RECORDS SHOWN:
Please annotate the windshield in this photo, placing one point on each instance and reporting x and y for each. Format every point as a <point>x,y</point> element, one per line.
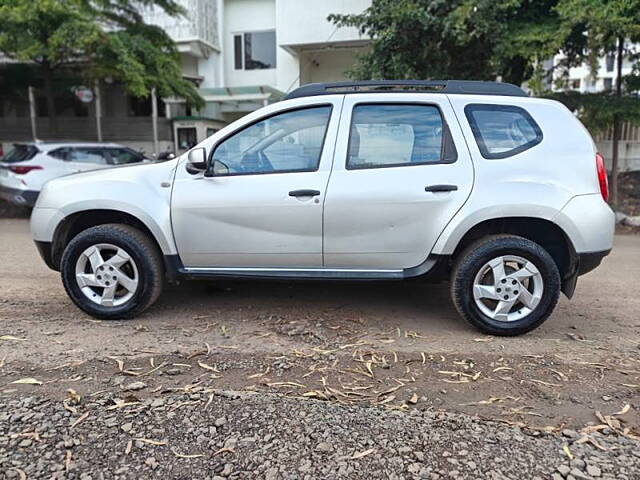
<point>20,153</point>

...

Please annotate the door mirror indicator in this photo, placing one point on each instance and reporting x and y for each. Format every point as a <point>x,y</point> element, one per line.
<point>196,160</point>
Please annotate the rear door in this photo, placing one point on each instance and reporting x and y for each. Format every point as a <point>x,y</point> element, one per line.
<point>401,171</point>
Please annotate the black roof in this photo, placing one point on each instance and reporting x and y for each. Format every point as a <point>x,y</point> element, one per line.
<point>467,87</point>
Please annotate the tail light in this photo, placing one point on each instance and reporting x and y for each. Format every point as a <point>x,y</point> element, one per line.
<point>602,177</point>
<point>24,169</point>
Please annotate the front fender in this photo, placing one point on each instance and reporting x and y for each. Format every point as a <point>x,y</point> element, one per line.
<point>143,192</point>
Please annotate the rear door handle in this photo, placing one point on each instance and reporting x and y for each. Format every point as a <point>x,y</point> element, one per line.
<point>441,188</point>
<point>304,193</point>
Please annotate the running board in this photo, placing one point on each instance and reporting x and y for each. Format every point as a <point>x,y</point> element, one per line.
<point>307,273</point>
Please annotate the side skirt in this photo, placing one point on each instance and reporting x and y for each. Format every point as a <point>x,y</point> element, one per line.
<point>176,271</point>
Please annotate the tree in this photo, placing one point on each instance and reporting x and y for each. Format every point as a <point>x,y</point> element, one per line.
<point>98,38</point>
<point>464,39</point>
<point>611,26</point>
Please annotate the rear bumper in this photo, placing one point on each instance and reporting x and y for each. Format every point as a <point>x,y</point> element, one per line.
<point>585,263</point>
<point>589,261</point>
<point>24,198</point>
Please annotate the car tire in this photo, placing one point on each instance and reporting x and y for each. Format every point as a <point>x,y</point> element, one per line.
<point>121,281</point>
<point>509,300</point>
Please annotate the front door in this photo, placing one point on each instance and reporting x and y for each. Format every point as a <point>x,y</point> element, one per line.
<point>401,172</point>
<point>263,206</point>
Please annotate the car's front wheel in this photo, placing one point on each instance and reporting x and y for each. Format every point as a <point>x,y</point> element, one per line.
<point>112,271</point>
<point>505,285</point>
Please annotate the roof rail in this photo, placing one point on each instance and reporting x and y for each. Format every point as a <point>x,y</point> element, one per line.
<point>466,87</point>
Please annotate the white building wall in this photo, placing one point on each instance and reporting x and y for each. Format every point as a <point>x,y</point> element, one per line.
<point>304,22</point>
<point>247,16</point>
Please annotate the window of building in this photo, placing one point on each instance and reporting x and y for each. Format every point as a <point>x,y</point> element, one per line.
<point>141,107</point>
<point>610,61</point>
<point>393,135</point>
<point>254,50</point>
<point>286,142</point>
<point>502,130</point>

* * *

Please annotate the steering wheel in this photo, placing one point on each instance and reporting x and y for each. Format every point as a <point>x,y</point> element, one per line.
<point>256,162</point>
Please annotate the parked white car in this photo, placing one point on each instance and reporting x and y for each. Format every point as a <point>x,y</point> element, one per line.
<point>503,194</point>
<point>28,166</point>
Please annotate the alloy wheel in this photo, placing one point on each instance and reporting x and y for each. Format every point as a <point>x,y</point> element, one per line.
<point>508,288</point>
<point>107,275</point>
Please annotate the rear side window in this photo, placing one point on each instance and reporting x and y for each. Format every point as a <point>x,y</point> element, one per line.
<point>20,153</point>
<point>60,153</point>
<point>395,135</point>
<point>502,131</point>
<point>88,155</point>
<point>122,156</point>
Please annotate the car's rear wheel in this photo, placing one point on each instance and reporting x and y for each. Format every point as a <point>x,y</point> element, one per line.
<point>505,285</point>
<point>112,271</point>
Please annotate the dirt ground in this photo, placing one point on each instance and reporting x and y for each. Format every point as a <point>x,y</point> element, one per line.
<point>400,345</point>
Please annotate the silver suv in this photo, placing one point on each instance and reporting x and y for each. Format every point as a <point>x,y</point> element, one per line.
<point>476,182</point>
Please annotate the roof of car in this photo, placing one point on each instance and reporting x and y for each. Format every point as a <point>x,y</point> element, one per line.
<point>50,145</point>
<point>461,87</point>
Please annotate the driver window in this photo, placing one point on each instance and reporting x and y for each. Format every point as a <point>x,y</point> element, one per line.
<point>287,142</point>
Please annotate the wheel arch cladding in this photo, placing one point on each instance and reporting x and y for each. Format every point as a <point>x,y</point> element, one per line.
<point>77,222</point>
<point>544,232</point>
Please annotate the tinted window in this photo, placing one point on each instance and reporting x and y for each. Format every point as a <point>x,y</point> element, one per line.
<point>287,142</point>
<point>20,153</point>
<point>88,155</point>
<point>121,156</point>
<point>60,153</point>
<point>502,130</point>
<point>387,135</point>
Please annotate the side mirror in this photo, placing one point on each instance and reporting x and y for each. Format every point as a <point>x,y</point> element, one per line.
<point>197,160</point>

GIVEN REQUEST: Convert the part of the listing that opens with the line containing "Please annotate the side mirror" and closes with the line containing "<point>197,160</point>" into a two-column CSV with the headers label_text and coordinates. Put each text and the answer that follows it on one row, each in its own quoted field, with line breaks turned into spaces.

WRITTEN RESPONSE:
label_text,coordinates
"Please annotate the side mirror in this photo, placing one point on each instance and reporting x and y for each. Format every point as a <point>x,y</point> element, one per line.","<point>197,160</point>"